TEXT:

START

Children have other concept on life and the earth

threads


----------



## Vanilla Bean (Jan 3, 2009)

threads

The Hot Redhead Easily Admires Dapper Stud

SPINACH


----------



## quicksilver (Jan 4, 2009)

_SPINACH_

_Should people in north accept complementary heat?_

ARTICHOKE


----------



## texasgirl (Jan 4, 2009)

Artichoke
Are red tomatoes in cans hoping on kissing everyone?

watermelon


----------



## quicksilver (Jan 4, 2009)

_SPINACH_

_Tough one, you! How ya be?_

Sally
Put
In
Notably
A
Chilly
Haunt                                                                           


*OYSTERS*


----------



## middie (Jan 4, 2009)

Only You Should Tell Everyone Real Stories

Watermelon (since it got skipped)


----------



## Luvs2Cook (Jan 4, 2009)

watermelon

 Watching all the eggs rot must every loser own nuts ?! 


TIMELESS


----------



## texasgirl (Jan 4, 2009)

timeless

take in my eagerness, letting everyone sleep soundly

chocolate


----------



## Vanilla Bean (Jan 4, 2009)

chocolate

Can Henry Offer Cranky, Old Lady A Tasty Edible

GRUMPY


----------



## Luvs2Cook (Jan 4, 2009)

grumpy

  Ghosts ravage us many painful years


QUEEN


----------



## middie (Jan 4, 2009)

Quit Using Eveyone's Eyes Now

Machines


----------



## PieSusan (Jan 4, 2009)

machines

make all characters hope in never ending stories.

cheeseburger


----------



## roadfix (Jan 4, 2009)

Chuck had enormous energy springing everywhere because ultra runners gave everyone rum.

meteor


----------



## PieSusan (Jan 4, 2009)

Mistakenly Eve told everyone Otto's regret.

Ultimate


----------



## roadfix (Jan 4, 2009)

Ugly little Tim is making anxious Tom envious.

Blueberry


----------



## Vanilla Bean (Jan 4, 2009)

Blueberry

Being Lonely, Ursula Expected Bruce's Expensive Ruby Ring Yesterday.

SUBJECT


----------



## roadfix (Jan 4, 2009)

Since umbrellas break, Jack elected covered tarps.

underground


----------



## deelady (Jan 4, 2009)

Man roadfix.....nothing like going easy on us huh!?

underground

until new detectives exonerate rumors, ground robots order uniformed delegates.


complete


----------



## roadfix (Jan 4, 2009)

Come on Mother!  Please look elsewhere to eat!

animal


----------



## deelady (Jan 4, 2009)

Angie noticed immediately many animals lurked!


----------



## deelady (Jan 4, 2009)

awsome


----------



## roadfix (Jan 4, 2009)

Acting weird, she offered me enchiladas.

godzilla


----------



## deelady (Jan 4, 2009)

girls only date zombies in late late afternoons


afternoon


----------



## pdswife (Jan 4, 2009)

Alice
Fed
The
Elephant
Red
Nuts
On
Onion
Noodles!

END

THE TASK:
In the forum thread, which word does middie say is offered again "since it got skipped"?

DATA RECORDS:
START

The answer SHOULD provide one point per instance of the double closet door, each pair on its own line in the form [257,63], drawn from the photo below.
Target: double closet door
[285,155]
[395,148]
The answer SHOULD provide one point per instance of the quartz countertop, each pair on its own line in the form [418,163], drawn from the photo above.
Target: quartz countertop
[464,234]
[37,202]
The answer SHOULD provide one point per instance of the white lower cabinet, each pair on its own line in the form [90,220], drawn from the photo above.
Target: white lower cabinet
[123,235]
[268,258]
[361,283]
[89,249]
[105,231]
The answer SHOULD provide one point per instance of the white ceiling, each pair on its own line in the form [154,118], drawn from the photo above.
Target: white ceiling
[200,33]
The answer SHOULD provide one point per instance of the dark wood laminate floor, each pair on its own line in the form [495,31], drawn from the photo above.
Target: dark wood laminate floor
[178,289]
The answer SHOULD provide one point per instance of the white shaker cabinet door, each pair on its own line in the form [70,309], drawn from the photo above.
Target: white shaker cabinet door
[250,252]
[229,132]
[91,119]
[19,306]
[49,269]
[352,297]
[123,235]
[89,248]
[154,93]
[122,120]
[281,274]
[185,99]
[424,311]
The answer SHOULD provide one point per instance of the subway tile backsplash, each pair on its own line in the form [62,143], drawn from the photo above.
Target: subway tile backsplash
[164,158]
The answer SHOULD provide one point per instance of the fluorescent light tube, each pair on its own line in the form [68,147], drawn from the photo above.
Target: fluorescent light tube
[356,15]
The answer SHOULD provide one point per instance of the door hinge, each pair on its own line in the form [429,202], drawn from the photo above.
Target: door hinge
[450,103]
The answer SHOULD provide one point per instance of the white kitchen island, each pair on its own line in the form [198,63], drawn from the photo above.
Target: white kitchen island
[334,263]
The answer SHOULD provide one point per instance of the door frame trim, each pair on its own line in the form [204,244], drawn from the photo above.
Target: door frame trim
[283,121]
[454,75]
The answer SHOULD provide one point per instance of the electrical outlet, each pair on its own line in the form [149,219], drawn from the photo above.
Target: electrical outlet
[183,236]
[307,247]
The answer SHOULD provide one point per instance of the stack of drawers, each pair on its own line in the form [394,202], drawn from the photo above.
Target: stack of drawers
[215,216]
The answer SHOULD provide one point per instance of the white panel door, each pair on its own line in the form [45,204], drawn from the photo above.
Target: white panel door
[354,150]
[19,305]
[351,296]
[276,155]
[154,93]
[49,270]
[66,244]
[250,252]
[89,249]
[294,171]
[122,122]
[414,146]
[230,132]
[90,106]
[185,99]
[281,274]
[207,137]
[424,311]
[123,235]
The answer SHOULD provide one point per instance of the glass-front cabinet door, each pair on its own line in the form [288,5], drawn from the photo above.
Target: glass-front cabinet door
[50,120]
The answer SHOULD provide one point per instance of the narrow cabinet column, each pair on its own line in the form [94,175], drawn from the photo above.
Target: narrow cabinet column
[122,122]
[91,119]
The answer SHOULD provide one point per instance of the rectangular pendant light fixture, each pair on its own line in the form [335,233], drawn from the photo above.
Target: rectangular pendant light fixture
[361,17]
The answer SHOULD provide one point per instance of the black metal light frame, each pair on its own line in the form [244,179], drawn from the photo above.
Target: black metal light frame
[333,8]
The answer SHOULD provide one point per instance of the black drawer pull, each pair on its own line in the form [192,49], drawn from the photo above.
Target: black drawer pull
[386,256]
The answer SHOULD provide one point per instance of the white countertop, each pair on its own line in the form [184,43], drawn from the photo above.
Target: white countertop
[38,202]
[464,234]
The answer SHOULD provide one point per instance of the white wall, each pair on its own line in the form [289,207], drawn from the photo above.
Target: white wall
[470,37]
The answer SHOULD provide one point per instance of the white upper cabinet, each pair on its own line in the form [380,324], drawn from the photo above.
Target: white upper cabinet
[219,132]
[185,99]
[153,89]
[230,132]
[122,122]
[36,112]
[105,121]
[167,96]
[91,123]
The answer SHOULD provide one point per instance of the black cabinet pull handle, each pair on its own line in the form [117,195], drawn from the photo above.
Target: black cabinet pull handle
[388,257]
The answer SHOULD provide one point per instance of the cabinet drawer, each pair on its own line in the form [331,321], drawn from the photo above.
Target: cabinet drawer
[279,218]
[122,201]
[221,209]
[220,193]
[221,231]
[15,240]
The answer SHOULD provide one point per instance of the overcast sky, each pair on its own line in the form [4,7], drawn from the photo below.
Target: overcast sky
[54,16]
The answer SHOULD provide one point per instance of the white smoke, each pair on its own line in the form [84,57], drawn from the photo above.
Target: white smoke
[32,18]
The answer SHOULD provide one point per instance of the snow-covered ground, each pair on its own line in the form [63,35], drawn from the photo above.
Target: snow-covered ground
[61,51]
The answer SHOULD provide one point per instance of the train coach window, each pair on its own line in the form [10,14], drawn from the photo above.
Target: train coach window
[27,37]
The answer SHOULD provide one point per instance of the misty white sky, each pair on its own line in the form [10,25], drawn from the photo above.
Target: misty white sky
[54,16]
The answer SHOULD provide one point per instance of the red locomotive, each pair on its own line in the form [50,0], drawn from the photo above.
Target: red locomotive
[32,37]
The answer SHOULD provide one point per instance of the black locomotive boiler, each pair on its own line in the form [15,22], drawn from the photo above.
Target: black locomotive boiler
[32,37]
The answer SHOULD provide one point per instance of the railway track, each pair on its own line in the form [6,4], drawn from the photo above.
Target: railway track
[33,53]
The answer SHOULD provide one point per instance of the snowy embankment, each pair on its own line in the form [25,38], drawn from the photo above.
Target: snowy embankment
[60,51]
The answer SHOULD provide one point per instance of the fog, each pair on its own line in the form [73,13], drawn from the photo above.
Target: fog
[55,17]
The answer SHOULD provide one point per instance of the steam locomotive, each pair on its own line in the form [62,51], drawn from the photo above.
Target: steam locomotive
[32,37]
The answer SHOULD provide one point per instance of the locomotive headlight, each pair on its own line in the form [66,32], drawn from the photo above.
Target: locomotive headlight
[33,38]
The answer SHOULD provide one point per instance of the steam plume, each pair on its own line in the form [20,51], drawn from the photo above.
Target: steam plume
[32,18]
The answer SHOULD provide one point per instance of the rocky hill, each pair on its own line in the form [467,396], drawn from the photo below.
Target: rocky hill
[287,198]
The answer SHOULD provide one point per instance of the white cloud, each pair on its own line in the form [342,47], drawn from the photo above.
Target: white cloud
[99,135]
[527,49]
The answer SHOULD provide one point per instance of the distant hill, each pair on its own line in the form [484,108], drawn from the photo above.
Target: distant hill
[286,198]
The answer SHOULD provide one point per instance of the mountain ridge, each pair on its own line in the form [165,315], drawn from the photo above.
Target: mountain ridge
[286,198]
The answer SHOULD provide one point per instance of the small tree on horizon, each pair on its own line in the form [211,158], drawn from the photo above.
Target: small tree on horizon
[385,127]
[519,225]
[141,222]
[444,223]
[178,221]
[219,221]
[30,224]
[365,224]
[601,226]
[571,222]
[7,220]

END

OUTPUT FOR THIS EXERCISE:
Watermelon